Repeat exactly the lines from the line containing "Would you be able to mark the stone lantern" to the last line of the listing, including both.

========================================

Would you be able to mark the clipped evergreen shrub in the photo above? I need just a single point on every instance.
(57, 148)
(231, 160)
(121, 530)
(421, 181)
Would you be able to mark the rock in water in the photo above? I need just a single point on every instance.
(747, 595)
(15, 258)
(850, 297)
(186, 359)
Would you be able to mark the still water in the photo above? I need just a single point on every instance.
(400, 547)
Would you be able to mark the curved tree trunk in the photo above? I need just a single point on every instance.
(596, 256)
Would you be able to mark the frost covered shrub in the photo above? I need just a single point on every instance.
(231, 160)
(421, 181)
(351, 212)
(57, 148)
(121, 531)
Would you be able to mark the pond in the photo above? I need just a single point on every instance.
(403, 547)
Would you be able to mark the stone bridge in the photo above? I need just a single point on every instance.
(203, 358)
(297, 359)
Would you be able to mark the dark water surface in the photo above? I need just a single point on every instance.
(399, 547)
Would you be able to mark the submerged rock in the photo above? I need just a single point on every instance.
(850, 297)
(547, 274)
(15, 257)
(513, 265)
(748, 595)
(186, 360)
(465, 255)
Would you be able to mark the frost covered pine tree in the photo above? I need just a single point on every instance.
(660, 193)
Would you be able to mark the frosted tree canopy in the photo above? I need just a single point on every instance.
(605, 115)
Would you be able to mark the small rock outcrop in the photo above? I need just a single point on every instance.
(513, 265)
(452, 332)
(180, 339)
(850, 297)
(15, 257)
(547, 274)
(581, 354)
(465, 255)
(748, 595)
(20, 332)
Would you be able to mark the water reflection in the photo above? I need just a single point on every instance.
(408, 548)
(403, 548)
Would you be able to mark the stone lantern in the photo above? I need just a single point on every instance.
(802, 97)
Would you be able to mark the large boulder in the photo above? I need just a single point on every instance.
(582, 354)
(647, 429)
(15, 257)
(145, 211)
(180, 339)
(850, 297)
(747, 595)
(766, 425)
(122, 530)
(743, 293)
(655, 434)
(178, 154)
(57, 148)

========================================

# Finished exercise
Would you be able to mark the stone lantern in the photo above? I need just a single point on every instance.
(802, 97)
Would you be able to mark the large boulder in the photo above? I need just a single point on every instance.
(582, 354)
(647, 429)
(15, 257)
(145, 211)
(180, 339)
(850, 297)
(747, 595)
(766, 425)
(122, 530)
(743, 293)
(655, 434)
(178, 154)
(57, 148)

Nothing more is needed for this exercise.